[Saved entries]
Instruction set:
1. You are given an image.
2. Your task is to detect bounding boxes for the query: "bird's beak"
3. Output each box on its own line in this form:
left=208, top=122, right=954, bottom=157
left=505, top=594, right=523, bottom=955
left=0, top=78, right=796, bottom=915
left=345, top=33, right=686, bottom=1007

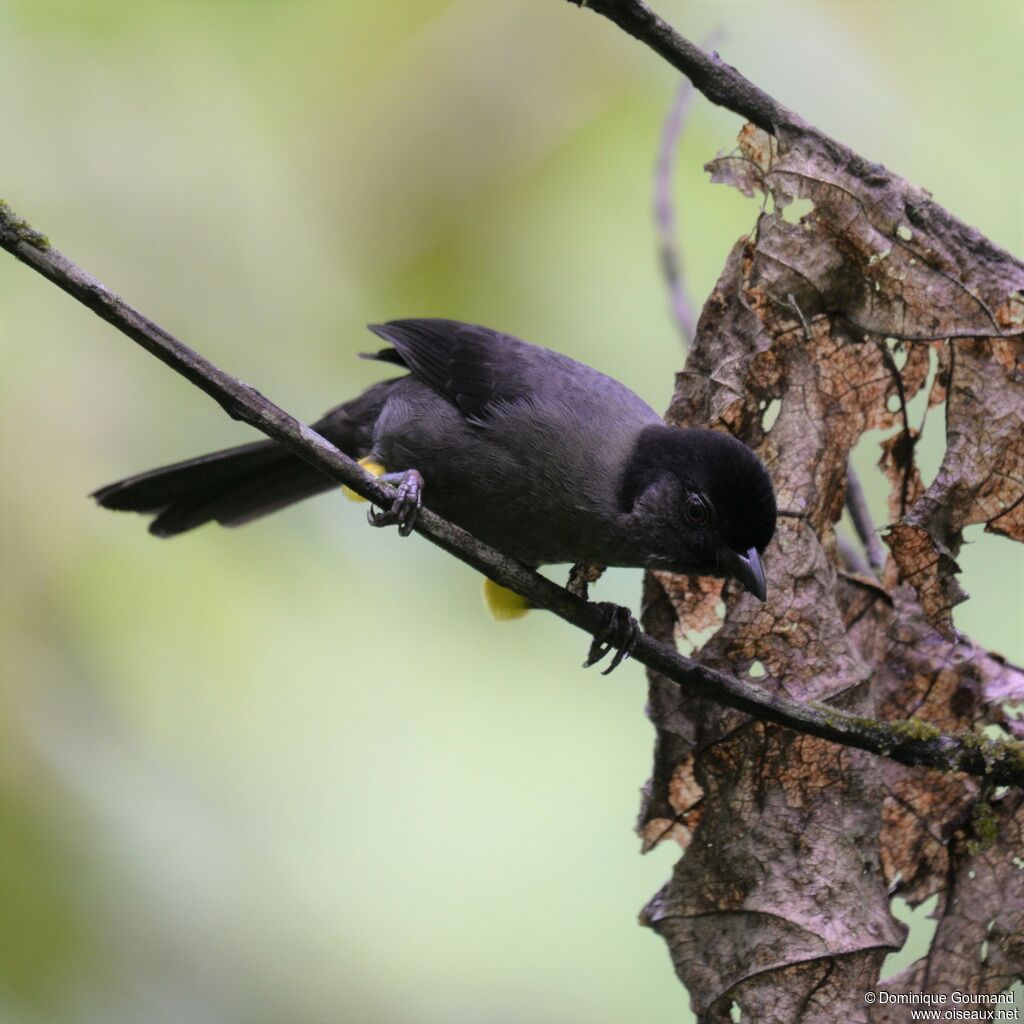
left=718, top=546, right=767, bottom=601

◆ TASK BRIEF
Give the records again without a single change, and exclude the pictures.

◆ EXERCISE RESULT
Instruction set:
1. You are given an image.
2. Your task is to detect bounding boxes for the query: "bird's beak"
3. Output each box on its own line in this form:
left=208, top=122, right=954, bottom=157
left=505, top=594, right=523, bottom=955
left=0, top=78, right=796, bottom=915
left=345, top=33, right=686, bottom=1007

left=718, top=546, right=767, bottom=601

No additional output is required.